**What you should do:** The answer must consist solely of the line that contains "Task: For every instance of the dam" and all subsequent lines of the data, each reproduced exactly.

**Exercise data:**
=== Section Start ===

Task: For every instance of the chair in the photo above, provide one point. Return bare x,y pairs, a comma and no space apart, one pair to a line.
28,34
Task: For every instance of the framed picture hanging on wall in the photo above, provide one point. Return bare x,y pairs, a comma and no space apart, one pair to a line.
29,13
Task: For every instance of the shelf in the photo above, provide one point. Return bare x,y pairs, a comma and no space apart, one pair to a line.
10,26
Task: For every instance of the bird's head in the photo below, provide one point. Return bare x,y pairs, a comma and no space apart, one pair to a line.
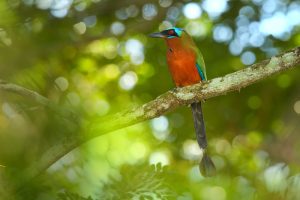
168,33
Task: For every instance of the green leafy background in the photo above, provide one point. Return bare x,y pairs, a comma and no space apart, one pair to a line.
94,57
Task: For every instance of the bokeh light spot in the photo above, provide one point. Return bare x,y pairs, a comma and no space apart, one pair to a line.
222,33
159,157
80,28
117,28
149,11
62,83
165,3
248,58
191,150
128,80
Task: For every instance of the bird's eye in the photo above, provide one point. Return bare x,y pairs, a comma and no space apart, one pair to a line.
171,32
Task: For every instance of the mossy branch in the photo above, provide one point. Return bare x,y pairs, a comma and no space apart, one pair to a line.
165,103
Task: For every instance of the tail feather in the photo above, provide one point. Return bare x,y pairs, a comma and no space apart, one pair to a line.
206,166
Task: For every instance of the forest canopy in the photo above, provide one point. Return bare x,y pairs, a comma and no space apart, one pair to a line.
77,62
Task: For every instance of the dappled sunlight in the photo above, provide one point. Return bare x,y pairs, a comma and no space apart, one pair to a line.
93,58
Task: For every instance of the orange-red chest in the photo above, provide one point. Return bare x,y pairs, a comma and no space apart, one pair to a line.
182,60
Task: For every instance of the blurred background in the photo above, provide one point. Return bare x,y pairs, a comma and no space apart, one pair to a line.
94,58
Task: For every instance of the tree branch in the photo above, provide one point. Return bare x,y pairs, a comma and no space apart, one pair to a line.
168,102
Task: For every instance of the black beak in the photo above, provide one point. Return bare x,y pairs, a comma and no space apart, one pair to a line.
157,35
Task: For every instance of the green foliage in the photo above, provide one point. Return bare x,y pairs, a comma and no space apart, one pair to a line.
139,182
94,58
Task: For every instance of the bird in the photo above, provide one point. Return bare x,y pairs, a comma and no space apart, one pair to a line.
186,65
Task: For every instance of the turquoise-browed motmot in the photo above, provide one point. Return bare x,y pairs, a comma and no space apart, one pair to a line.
187,67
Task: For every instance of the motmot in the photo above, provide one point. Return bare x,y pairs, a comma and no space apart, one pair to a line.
187,67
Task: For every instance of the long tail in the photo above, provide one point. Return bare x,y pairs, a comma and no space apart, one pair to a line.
206,166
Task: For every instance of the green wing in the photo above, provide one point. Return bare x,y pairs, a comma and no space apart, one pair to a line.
201,65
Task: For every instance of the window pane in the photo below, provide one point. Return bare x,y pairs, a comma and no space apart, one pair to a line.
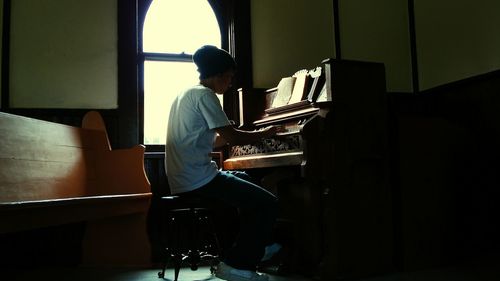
180,26
163,81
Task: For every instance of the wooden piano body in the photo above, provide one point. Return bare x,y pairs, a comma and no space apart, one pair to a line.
329,170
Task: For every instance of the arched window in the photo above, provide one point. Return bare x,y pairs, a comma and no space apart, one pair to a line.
172,31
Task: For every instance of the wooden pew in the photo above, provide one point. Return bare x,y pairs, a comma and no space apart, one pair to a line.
53,174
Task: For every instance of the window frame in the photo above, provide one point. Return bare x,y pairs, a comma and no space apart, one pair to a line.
233,17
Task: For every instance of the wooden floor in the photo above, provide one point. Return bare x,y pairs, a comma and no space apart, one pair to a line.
120,274
489,271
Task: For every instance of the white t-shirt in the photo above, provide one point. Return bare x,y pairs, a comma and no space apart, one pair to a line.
193,117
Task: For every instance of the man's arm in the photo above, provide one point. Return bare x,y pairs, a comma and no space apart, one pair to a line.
233,136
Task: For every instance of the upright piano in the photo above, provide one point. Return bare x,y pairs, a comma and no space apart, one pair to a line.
332,158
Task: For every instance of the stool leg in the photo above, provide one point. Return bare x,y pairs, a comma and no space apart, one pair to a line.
177,265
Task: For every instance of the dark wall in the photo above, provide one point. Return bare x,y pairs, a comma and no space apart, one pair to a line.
445,167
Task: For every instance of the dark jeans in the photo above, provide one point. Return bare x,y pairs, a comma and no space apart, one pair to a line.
257,213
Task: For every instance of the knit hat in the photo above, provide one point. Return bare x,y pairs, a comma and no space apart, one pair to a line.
211,61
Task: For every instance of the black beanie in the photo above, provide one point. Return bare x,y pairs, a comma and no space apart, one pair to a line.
211,61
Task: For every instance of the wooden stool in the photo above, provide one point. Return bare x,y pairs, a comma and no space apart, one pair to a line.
188,234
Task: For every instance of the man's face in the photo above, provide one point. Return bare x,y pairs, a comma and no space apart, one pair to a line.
224,81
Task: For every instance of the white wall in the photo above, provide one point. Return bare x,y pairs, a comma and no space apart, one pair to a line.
456,39
289,35
378,31
63,54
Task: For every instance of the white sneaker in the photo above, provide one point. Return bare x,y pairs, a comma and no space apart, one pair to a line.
229,273
271,250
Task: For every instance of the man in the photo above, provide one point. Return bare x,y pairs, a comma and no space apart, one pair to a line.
196,118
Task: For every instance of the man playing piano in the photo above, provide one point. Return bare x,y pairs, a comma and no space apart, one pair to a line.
196,117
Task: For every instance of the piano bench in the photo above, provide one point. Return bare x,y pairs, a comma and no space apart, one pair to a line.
188,234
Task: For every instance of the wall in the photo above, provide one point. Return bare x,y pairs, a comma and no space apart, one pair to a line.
289,35
456,39
378,31
69,61
1,36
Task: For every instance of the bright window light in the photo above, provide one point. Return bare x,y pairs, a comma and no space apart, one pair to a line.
176,28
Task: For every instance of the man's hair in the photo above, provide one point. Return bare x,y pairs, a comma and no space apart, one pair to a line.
212,61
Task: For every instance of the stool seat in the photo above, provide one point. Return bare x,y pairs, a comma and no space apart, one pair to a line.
188,233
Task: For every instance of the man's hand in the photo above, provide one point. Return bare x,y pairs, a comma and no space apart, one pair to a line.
271,131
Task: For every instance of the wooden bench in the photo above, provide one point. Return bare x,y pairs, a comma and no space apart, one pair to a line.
53,174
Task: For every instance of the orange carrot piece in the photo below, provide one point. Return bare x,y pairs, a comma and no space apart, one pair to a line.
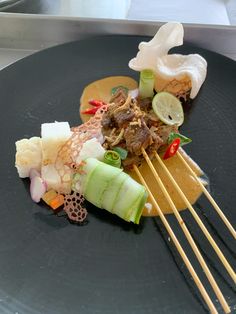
57,201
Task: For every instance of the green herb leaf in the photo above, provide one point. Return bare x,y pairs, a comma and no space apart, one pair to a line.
121,151
183,139
112,158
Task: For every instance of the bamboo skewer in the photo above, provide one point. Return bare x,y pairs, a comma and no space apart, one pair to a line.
179,247
199,221
210,198
189,237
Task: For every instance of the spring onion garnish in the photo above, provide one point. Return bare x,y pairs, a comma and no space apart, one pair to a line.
146,84
183,139
112,158
121,151
114,89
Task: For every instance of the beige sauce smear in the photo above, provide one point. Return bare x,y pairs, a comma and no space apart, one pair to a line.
101,90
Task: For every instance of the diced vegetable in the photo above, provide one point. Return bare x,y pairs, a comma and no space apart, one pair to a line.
168,108
183,139
121,151
146,84
172,149
110,188
49,196
112,158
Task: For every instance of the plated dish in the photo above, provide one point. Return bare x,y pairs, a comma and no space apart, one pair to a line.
149,249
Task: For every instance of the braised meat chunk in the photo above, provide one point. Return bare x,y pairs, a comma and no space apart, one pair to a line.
137,137
132,125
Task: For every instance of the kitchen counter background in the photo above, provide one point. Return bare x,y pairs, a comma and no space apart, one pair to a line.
23,34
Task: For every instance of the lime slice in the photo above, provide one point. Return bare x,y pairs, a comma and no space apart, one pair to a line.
168,108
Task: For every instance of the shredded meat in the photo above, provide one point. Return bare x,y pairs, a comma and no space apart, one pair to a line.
137,138
119,97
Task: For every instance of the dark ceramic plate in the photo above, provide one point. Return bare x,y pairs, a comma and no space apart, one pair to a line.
48,265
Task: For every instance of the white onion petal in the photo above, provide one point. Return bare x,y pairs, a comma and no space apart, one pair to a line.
37,188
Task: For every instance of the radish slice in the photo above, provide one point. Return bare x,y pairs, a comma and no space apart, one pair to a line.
37,188
33,173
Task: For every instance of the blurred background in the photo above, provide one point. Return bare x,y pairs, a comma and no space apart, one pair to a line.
218,12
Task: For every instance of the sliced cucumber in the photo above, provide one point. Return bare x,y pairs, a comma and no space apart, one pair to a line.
110,188
127,197
99,180
112,191
138,208
90,165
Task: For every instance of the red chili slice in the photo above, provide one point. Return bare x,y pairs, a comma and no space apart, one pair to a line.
91,110
96,103
172,149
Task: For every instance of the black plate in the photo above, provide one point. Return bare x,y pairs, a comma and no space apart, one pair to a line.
48,265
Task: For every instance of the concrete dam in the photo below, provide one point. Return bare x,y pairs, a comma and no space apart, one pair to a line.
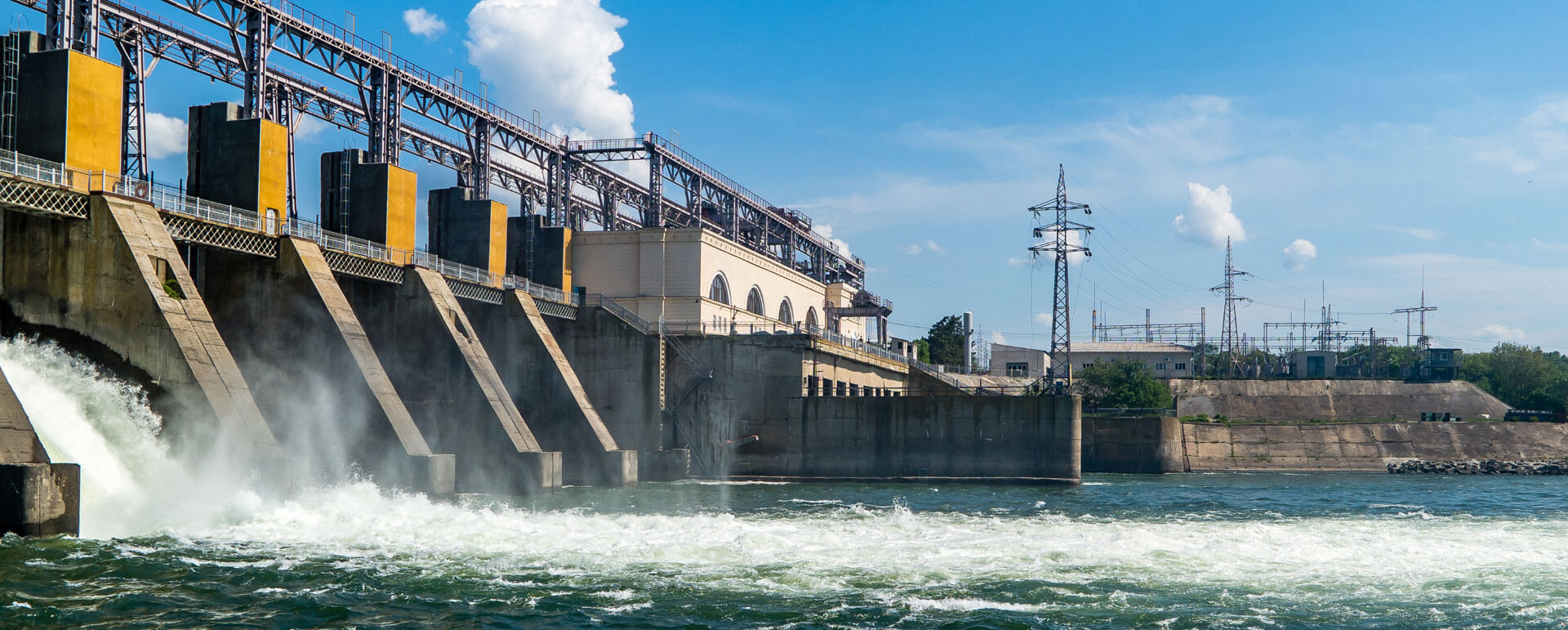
596,331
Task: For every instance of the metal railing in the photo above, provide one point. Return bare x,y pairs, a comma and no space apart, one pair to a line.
410,69
27,167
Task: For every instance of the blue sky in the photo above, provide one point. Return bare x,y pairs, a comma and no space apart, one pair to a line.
1396,138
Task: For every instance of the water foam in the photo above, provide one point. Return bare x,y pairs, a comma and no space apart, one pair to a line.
131,483
925,563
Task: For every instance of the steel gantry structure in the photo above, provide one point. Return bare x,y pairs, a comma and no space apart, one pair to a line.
565,181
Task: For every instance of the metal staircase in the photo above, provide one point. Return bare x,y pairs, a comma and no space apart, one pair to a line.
700,375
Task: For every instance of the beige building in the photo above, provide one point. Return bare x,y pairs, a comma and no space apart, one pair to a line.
698,278
1013,361
1164,360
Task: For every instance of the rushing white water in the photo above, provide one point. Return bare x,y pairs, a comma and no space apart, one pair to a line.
129,481
1015,552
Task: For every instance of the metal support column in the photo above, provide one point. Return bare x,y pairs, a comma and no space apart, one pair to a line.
383,105
257,44
134,65
654,215
479,163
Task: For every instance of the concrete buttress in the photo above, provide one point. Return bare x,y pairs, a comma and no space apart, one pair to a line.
314,370
444,375
37,497
118,283
549,392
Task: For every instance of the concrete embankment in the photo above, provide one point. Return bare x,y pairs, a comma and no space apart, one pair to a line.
37,496
1153,445
1365,445
996,439
1307,400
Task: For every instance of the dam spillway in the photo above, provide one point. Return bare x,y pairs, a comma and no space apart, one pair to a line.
595,333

=== Section End ===

**Written solution:**
Task: For every instance of the dam spillway in the photo above, provide one point. Return bare x,y pairs, a comma and no space apart, one pair to a line.
595,333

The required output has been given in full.